▸ Text section
-*-*-

Sonel February 10, 2024
Probably the best stuffed mushrooms I’ve had. Everyone loved them and still talks about them.
 
Mary August 24, 2023
Excellent! I catered a dinner for a family who insisted I make their favorite stuffed mushrooms and have making them for my family and clients ever since.
Always asked for the recipe and I send them to Food52!
 
anniette December 18, 2022
We've been making a pared down version of these for years. We call them beach mushrooms because they are the perfect hors d'oeuvre to make and serve with drinks while everyone is showering and thinking about dinner after a beach day. Just stuff mushroom caps, (baby bellas preferred, but button are fine — just seek out big ones — with sausage — Jimmy Dean or Italian — and bake on a sheet pan at 300 for half an hour. Top with cheddar for the sagey ones, or provolone for the Italian, for the last 5 minutes of baking.
For a full meal version: use portabellas and stuff with your choice of sausage. Bake in a 300 degree oven until done and top with your choice of cheese at the end. With a big salad, this makes a quick and scrumptious meal.
 
brandyk December 18, 2022
I may try these as a quicker easier take on sausage stuffed mushrooms from The Silver Palate cookbook I have made for years. The SP recipe uses a bechamel instead of cream cheese and also has the addition of chopped kalmata olives for that bit of acidity. Cant wait to try these!

-*-*-

Data listing:
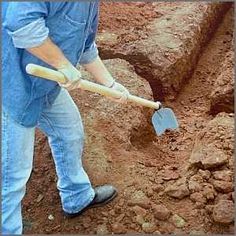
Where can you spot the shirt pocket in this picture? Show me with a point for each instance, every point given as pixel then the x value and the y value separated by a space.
pixel 69 35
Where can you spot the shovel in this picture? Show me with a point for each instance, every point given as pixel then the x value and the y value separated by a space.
pixel 162 119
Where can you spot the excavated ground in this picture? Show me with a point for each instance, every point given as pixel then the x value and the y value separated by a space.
pixel 143 169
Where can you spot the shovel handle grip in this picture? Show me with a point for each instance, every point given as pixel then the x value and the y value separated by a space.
pixel 57 76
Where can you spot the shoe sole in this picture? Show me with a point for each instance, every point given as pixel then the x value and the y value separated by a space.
pixel 70 216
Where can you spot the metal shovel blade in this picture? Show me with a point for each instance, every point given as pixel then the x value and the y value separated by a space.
pixel 164 119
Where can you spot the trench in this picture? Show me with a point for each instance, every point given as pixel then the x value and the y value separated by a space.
pixel 138 169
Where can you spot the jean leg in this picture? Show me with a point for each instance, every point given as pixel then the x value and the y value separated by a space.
pixel 62 124
pixel 17 158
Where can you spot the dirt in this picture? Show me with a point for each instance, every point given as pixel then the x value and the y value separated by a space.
pixel 159 191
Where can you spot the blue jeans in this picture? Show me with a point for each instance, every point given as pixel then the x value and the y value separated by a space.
pixel 61 122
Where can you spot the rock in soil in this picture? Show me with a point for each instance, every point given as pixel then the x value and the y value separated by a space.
pixel 140 199
pixel 214 144
pixel 223 212
pixel 225 175
pixel 161 212
pixel 178 221
pixel 119 228
pixel 177 190
pixel 148 227
pixel 102 229
pixel 223 186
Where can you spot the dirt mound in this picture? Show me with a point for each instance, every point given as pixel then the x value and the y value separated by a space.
pixel 213 186
pixel 167 54
pixel 158 193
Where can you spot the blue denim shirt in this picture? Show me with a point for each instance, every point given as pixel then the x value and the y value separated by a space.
pixel 72 26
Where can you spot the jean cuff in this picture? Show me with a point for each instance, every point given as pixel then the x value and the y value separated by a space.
pixel 90 197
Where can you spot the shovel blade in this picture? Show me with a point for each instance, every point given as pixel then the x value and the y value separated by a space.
pixel 164 119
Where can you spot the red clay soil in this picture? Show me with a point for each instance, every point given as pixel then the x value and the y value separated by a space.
pixel 147 156
pixel 121 16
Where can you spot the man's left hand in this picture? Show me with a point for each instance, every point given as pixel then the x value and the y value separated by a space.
pixel 120 88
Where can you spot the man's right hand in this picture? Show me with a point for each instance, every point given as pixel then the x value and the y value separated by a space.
pixel 73 76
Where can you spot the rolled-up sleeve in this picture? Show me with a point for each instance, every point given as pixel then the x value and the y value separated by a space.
pixel 31 35
pixel 25 23
pixel 89 55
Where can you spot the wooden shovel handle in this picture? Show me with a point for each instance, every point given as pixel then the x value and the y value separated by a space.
pixel 57 76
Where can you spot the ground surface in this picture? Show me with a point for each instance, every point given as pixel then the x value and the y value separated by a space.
pixel 144 167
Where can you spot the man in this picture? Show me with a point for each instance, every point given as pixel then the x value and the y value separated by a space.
pixel 57 35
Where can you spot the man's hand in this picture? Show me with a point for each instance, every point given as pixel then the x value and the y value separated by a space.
pixel 125 93
pixel 73 76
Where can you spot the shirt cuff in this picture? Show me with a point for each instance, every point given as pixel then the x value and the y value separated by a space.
pixel 89 55
pixel 31 35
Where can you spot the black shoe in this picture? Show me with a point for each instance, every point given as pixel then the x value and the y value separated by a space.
pixel 103 195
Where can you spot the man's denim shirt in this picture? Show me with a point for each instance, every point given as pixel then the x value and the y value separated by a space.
pixel 72 27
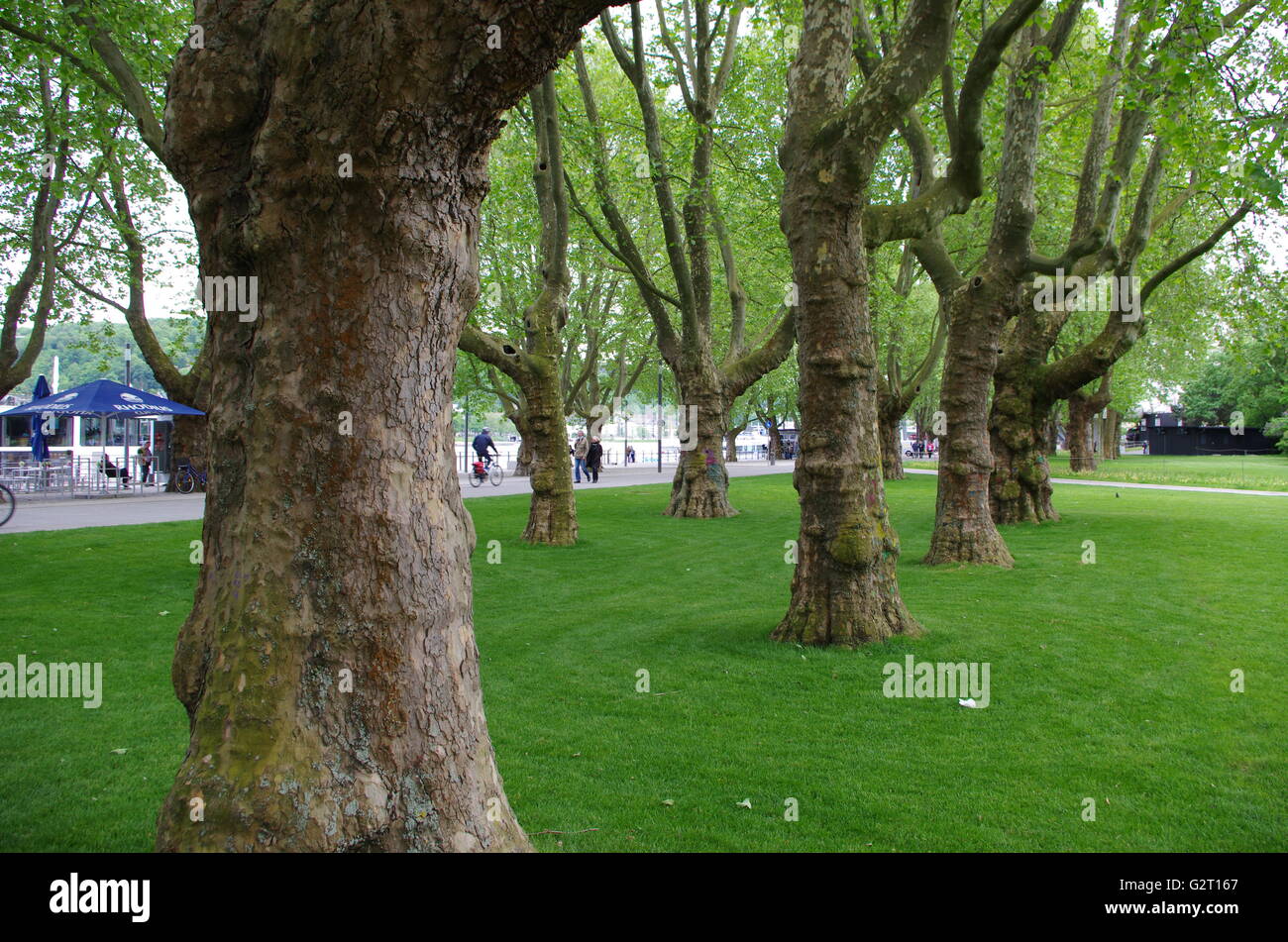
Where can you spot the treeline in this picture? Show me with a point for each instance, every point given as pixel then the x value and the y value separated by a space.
pixel 95 351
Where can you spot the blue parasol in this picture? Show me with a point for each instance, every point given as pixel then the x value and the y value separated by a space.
pixel 39 444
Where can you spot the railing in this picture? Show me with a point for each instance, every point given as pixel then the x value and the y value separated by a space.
pixel 76 476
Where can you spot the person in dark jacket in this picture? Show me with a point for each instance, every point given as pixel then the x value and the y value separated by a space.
pixel 593 459
pixel 483 443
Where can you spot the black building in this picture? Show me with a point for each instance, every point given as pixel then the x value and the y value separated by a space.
pixel 1166 435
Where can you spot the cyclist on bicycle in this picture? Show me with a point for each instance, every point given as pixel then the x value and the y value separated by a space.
pixel 482 443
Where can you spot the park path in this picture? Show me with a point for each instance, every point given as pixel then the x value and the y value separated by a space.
pixel 1141 486
pixel 69 514
pixel 121 511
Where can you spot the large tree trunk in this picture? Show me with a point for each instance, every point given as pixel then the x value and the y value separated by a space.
pixel 700 482
pixel 892 450
pixel 1082 452
pixel 553 511
pixel 1020 486
pixel 329 666
pixel 965 532
pixel 844 589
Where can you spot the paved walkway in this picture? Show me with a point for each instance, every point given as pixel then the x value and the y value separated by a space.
pixel 1141 486
pixel 67 514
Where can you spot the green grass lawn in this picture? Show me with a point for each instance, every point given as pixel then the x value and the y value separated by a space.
pixel 1109 680
pixel 1243 472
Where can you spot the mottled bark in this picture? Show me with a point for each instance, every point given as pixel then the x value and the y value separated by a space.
pixel 536 369
pixel 1082 452
pixel 700 482
pixel 964 525
pixel 844 588
pixel 1111 443
pixel 1083 416
pixel 553 510
pixel 329 666
pixel 1020 486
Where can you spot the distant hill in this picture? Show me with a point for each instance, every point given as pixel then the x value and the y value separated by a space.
pixel 95 351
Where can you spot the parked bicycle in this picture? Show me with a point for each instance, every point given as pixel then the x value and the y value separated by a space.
pixel 485 470
pixel 188 476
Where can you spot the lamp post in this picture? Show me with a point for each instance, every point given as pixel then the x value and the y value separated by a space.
pixel 125 420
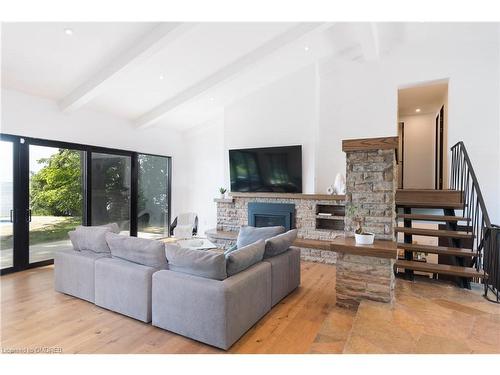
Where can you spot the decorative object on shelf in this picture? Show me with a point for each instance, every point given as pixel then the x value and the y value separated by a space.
pixel 339 185
pixel 362 237
pixel 222 192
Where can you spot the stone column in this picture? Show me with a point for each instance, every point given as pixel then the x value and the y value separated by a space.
pixel 371 183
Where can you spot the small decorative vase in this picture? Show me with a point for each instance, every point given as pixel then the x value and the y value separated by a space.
pixel 364 238
pixel 339 185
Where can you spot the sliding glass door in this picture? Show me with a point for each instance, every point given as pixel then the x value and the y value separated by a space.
pixel 153 192
pixel 47 188
pixel 111 190
pixel 55 199
pixel 7 205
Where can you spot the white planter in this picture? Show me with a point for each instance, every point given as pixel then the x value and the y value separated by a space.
pixel 364 239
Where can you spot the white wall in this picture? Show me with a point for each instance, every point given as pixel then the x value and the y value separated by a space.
pixel 419 151
pixel 281 114
pixel 318 108
pixel 204 171
pixel 35 117
pixel 360 99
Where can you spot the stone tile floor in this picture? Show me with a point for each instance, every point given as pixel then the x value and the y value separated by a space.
pixel 425 317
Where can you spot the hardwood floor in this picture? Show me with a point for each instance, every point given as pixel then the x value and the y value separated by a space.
pixel 426 317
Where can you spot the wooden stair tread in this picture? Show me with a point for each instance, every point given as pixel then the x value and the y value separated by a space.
pixel 431 217
pixel 429 198
pixel 434 232
pixel 444 250
pixel 439 268
pixel 415 204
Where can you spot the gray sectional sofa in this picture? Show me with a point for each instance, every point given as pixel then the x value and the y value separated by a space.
pixel 209 296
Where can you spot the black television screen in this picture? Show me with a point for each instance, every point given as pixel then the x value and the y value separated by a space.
pixel 271 169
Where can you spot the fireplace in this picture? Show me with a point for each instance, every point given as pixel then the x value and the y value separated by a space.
pixel 271 214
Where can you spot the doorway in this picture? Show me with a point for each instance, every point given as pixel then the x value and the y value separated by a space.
pixel 422 129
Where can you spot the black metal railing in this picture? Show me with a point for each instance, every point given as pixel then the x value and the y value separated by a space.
pixel 486 240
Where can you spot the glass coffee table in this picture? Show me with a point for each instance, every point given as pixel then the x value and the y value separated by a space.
pixel 194 243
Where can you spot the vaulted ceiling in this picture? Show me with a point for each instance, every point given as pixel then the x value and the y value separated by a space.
pixel 172 74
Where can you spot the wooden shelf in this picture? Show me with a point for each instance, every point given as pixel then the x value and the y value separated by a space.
pixel 318 197
pixel 379 249
pixel 334 222
pixel 368 144
pixel 334 217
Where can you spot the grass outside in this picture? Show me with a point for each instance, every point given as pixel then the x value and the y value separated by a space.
pixel 57 230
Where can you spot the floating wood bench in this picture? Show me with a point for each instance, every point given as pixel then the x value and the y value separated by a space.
pixel 364 271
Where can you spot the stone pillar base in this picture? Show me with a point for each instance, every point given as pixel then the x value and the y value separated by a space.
pixel 363 277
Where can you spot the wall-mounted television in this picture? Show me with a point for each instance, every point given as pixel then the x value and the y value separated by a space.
pixel 270 169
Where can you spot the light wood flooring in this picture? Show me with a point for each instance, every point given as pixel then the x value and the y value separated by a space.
pixel 426 317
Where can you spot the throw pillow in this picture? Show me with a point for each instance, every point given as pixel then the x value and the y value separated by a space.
pixel 240 259
pixel 90 238
pixel 113 227
pixel 230 249
pixel 202 263
pixel 280 243
pixel 249 235
pixel 143 251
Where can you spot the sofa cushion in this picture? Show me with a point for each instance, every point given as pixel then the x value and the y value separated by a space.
pixel 113 227
pixel 230 249
pixel 143 251
pixel 90 238
pixel 240 259
pixel 280 243
pixel 203 263
pixel 249 235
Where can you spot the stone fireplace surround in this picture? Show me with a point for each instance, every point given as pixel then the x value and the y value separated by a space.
pixel 232 213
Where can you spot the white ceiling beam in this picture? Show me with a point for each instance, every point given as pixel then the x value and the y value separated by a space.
pixel 369 40
pixel 227 72
pixel 147 45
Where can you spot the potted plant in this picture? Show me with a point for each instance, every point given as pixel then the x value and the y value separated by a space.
pixel 361 237
pixel 222 192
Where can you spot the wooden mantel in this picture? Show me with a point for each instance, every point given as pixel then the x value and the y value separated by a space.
pixel 367 144
pixel 332 197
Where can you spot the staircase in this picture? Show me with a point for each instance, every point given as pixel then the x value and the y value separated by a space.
pixel 468 245
pixel 456 257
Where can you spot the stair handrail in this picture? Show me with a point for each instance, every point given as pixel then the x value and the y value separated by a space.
pixel 485 235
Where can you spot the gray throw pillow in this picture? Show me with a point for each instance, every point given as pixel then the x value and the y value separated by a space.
pixel 230 249
pixel 239 260
pixel 143 251
pixel 90 238
pixel 113 227
pixel 249 235
pixel 280 243
pixel 203 263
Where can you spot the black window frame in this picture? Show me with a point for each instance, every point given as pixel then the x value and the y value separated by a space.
pixel 21 190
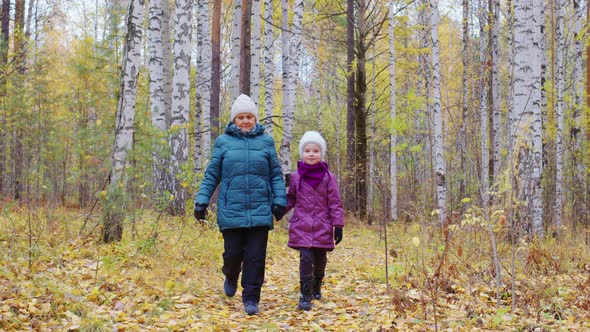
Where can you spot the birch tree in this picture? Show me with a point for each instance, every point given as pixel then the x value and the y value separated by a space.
pixel 203 100
pixel 559 112
pixel 495 88
pixel 392 116
pixel 159 69
pixel 180 103
pixel 349 197
pixel 4 37
pixel 526 135
pixel 124 125
pixel 288 111
pixel 269 66
pixel 234 83
pixel 256 49
pixel 464 96
pixel 577 118
pixel 215 67
pixel 438 153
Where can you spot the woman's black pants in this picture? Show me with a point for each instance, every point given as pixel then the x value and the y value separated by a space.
pixel 245 251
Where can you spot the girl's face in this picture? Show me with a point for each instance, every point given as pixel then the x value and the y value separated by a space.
pixel 245 121
pixel 312 154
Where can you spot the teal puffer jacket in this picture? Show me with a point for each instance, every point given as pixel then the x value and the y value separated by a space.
pixel 250 179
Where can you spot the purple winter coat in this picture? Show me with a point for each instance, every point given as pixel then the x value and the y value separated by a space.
pixel 317 212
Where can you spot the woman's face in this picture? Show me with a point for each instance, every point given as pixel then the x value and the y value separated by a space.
pixel 245 121
pixel 312 154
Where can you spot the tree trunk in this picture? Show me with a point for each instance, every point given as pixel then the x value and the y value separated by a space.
pixel 462 137
pixel 245 47
pixel 559 112
pixel 203 108
pixel 392 116
pixel 526 116
pixel 4 37
pixel 496 92
pixel 234 83
pixel 180 103
pixel 576 135
pixel 437 151
pixel 215 68
pixel 285 151
pixel 269 65
pixel 157 62
pixel 360 115
pixel 124 127
pixel 256 49
pixel 349 200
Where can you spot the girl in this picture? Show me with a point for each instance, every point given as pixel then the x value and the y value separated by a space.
pixel 318 218
pixel 245 163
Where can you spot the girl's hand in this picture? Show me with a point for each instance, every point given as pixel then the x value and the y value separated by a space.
pixel 337 234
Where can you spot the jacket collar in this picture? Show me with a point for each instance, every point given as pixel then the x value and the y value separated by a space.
pixel 233 130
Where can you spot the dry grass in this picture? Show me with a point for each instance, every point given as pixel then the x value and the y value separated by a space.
pixel 53 278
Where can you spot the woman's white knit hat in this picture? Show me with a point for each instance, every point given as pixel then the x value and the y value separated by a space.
pixel 313 137
pixel 243 104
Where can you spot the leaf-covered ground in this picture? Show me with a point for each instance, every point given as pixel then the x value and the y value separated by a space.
pixel 54 279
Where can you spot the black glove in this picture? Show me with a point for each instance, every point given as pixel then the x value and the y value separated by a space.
pixel 337 234
pixel 278 211
pixel 200 211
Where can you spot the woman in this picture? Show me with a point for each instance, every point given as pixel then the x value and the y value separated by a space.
pixel 245 165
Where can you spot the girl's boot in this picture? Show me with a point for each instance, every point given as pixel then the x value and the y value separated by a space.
pixel 316 288
pixel 305 298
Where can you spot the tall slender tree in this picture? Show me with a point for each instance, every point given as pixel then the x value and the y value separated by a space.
pixel 125 119
pixel 234 83
pixel 559 112
pixel 4 38
pixel 437 151
pixel 269 66
pixel 256 50
pixel 203 86
pixel 526 115
pixel 158 64
pixel 180 103
pixel 245 47
pixel 392 116
pixel 215 67
pixel 349 197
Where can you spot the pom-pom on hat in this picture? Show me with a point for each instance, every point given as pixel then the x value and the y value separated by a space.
pixel 313 137
pixel 243 104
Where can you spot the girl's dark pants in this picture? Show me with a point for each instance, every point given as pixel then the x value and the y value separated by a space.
pixel 312 262
pixel 245 250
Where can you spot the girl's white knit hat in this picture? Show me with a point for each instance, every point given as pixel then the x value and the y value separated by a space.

-*-*-

▸ Set task 1
Answer these questions about the stuffed mushroom comments:
(a) At what oven temperature and for how long are the beach mushrooms baked?
(b) Which cheese goes on the sagey version?
(c) What does the Silver Palate recipe use in place of cream cheese?
▸ Set task 2
Rewrite the records as a two-column CSV with the column names request and response, one row per request, putting each field in quotes and turning line breaks into spaces. Include only the part of the records that opens with the line containing "Where can you spot the jean leg" and closes with the line containing "pixel 17 158".
The text and the records have no connection to each other.

▸ Right answer 1
(a) 300 degrees, for half an hour.
(b) Cheddar.
(c) A bechamel.

▸ Right answer 2
request,response
"Where can you spot the jean leg in this picture? Show me with a point for each instance, every point given as pixel then the x value and the y value separated by a space.","pixel 62 124 pixel 17 158"